Text section –

Olive Rosemary Hummus

by Lora Wiley-Lennartz
Olive Hummus
Most people have pantry staples that are standbys for a “just in case” situation. Cans of chickpeas and a jar of tahini are all permanent residents of mine. One of my favorite appetizer-making pastimes is playing with hummus flavors. You’ve seen some of that here before on this blog. I don’t often post savory dishes, but when I do, it’s because the result was so good I had to share. Like this Olive Rosemary Hummus.
Last Sunday, I had back-to-back meetings all day for various organizations I volunteer for in Pennsylvania. The last gathering of the day I was hosting at my house, and I had only arrived late the evening before.  The next morning, with little time to prepare refreshments, I had no choice but to perform one of my favorite kitchen songs, Hummus Time, sung to the tune of  Hammer Time.
Olive Rosemary Hummus
Catchy, no? One day, I will print the lyrics here. Unfortunately, I wasn’t wearing the pants. That would have really rocked, and I could have posted a video. Next time. But you are not here for a song and dance. You are here for this Olive Rosemary Hummus..

Hummus is so versatile!

The great part about having the chickpeas and tahini on hand is adding whatever else you might have hanging around, spices, herbs, citrus, condiments, veggies, anything, or any combination that strikes your fancy to give it a twist. Whip it all up together and you have an instant, very easy to prepare, and most times, impressive appetizer. Enter Olive Rosemary Hummus.

Olive Rosemary Hummus
Leftover both black and green olives were eyeballing me back from the fridge, so I threw them in the food processor with the rest of the ingredients and added fresh chopped rosemary and homemade rosemary olive oil (my herb garden was outta control last year and the result is tons of  homemade oils, sugars, syrups, and salts.) The result was perfect.

I made a double batch and brought the rest to work on Monday, to a thumbs up all around.

Collected data –
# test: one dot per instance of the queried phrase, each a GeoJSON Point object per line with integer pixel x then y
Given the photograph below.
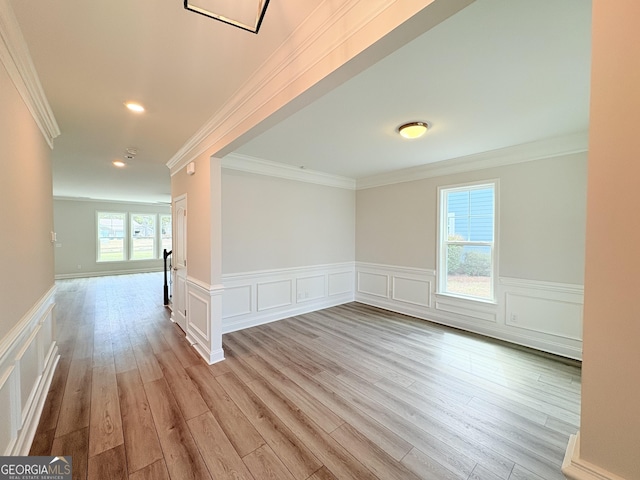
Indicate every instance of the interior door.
{"type": "Point", "coordinates": [179, 273]}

Your tasks –
#1 Write out the part of the Olive Rosemary Hummus post that begins at the words "by Lora Wiley-Lennartz" and stops after the words "Like this Olive Rosemary Hummus.".
#2 According to the Olive Rosemary Hummus post, which two pantry staples does the writer always keep on hand?
#3 Decide whether each statement agrees with the Olive Rosemary Hummus post, and give yes or no with the deciding words quoted from it: (a) The writer made a double batch of the hummus. (b) Only green olives went into the hummus. (c) The writer volunteers for organizations in Pennsylvania.

Solutions for each task –
#1
by Lora Wiley-Lennartz
Olive Hummus
Most people have pantry staples that are standbys for a “just in case” situation. Cans of chickpeas and a jar of tahini are all permanent residents of mine. One of my favorite appetizer-making pastimes is playing with hummus flavors. You’ve seen some of that here before on this blog. I don’t often post savory dishes, but when I do, it’s because the result was so good I had to share. Like this Olive Rosemary Hummus.

#2 Cans of chickpeas and a jar of tahini.

#3
(a) Yes: "I made a double batch and brought the rest to work on Monday"
(b) No: "Leftover both black and green olives were eyeballing me back from the fridge"
(c) Yes: "various organizations I volunteer for in Pennsylvania"